Fragmento de lectura>
-.-.-

El sector privado exige reverencias, mientras que lo público se ha convertido en cadaver

Pero con el paso del tiempo los movimientos pendulares de la historia nos han llevado al otro extremo. Ahora se predica, con no menor infalibilidad, que el sector público es un ejemplo de pereza, corrupción e ineficacia, mientras que el sector privado resulta un prodigioso benefactor que impulsa el avance tecnológico y garantiza el bienestar. Vivimos un momento de euforia liberal. El sector privado exige toda clase de reverencias, mientras que lo público se ha convertido en un vergonzoso cadáver que conviene minimizar. El reflujo impone una fe ilimitada en el mercado, en la iniciativa privada, presumiendo que a la larga resolverá todos nuestros problemas, según aquellas leyes que dictó hace tiempo Adam Smith.

El Círculo de Empresarios ha dado a conocer un documento titulado La necesaria modernización de las administraciones públicas. El autor, de entrada, no es un agente imparcial, pero sin duda eso no importa en un momento en que los liberales se creen en posesión de la verdad con la misma fe que en otro tiempo ostentaban los burócratas de cualquier comité central. El Círculo de Empresarios propone privatizar numerosas funciones públicas: servicios de asesoramiento, atención al cliente, informática, redes de comunicación, abastecimiento de bienes consumibles o flota de vehículos de todas las administraciones públicas. Se propone al tiempo cambiar 'el modelo actual de Estado' (ahí es nada), restringir las pensiones públicas, privatizar la enseñanza y 'abrir' la sanidad.

-.-.-

Líneas de datos>

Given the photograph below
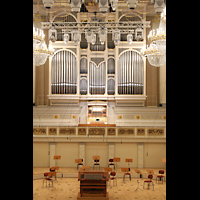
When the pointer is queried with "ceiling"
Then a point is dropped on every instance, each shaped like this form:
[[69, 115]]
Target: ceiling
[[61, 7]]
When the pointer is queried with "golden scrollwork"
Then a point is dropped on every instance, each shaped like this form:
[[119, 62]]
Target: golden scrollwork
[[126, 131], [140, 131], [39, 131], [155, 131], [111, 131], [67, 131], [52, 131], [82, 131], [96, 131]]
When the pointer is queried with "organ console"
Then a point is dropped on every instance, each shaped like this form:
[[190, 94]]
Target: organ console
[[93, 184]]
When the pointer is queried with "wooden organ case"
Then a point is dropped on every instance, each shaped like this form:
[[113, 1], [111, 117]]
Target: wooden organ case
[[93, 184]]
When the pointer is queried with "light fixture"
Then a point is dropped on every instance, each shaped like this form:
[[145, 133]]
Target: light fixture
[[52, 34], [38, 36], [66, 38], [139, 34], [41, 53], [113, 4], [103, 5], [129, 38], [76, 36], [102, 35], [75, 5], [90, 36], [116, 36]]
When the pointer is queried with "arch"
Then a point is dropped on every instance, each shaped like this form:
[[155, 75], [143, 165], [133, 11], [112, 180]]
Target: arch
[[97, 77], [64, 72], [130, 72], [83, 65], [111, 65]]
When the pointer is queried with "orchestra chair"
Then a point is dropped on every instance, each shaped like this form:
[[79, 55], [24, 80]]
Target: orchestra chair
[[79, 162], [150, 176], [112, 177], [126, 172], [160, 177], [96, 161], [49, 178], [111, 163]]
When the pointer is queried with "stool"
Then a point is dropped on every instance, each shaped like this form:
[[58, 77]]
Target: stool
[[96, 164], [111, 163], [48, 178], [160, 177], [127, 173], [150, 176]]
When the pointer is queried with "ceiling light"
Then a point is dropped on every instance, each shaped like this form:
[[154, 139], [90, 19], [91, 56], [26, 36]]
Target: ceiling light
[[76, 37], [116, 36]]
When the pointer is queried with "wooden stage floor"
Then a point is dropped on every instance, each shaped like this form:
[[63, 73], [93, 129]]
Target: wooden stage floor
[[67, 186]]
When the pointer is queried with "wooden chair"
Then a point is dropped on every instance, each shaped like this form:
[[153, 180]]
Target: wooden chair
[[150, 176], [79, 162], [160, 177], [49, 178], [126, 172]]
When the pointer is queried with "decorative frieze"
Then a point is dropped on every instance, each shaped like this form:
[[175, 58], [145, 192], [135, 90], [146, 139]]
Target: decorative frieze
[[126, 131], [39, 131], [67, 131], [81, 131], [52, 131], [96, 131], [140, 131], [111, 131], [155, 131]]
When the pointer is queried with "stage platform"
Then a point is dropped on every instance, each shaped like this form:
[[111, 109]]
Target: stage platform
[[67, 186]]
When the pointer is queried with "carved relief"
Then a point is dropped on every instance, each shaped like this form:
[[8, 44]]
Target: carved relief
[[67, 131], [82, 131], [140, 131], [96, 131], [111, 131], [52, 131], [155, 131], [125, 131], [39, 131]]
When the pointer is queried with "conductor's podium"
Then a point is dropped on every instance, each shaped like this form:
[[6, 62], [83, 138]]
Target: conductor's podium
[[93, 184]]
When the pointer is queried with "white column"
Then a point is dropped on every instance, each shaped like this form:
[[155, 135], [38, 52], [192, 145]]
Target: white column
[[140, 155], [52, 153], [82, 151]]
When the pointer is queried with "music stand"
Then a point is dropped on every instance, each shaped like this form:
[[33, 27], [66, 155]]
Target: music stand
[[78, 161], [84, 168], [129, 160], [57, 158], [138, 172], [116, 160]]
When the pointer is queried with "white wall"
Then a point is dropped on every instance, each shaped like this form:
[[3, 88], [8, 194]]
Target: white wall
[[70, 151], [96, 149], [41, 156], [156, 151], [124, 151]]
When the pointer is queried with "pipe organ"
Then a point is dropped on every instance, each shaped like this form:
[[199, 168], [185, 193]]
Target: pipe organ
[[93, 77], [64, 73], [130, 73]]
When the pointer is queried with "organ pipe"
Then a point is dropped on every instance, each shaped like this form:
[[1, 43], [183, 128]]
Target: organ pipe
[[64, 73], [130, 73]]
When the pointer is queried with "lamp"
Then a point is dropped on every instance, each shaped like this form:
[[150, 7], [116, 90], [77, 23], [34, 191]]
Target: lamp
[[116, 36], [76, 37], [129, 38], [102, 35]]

-.-.-

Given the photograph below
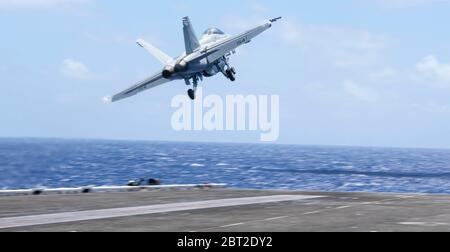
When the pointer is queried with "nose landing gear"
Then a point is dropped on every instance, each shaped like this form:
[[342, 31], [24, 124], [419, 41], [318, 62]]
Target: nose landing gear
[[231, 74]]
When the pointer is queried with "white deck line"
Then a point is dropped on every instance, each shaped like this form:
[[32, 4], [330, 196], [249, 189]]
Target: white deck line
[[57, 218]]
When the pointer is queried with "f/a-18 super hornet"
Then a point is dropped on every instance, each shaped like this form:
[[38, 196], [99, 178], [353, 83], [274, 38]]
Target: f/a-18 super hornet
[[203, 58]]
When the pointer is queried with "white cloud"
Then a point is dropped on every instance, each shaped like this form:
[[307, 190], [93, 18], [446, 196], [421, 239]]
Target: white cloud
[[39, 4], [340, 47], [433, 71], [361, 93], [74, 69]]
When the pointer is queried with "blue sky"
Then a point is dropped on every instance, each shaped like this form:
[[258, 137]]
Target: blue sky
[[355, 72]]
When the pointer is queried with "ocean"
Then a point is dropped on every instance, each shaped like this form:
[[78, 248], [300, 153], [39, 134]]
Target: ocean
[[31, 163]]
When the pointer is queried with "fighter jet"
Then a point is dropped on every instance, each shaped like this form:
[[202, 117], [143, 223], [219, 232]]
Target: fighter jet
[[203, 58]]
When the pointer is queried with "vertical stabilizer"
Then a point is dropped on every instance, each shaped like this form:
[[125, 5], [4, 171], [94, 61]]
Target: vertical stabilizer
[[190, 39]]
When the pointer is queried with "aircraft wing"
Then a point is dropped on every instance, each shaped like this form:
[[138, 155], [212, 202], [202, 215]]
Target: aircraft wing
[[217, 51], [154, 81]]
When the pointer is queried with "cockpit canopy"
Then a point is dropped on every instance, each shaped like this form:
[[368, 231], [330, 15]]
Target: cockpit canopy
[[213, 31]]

-.-.-

Objetivo A> Según el fragmento de lectura, ¿qué título lleva el documento que ha dado a conocer el Círculo de Empresarios?
Objetivo B> Transcribe literalmente el pasaje del fragmento de lectura entre "El Círculo de Empresarios ha" y "y 'abrir' la sanidad.", ambos incluidos.

Respuesta correcta A> La necesaria modernización de las administraciones públicas.

Respuesta correcta B>
El Círculo de Empresarios ha dado a conocer un documento titulado La necesaria modernización de las administraciones públicas. El autor, de entrada, no es un agente imparcial, pero sin duda eso no importa en un momento en que los liberales se creen en posesión de la verdad con la misma fe que en otro tiempo ostentaban los burócratas de cualquier comité central. El Círculo de Empresarios propone privatizar numerosas funciones públicas: servicios de asesoramiento, atención al cliente, informática, redes de comunicación, abastecimiento de bienes consumibles o flota de vehículos de todas las administraciones públicas. Se propone al tiempo cambiar 'el modelo actual de Estado' (ahí es nada), restringir las pensiones públicas, privatizar la enseñanza y 'abrir' la sanidad.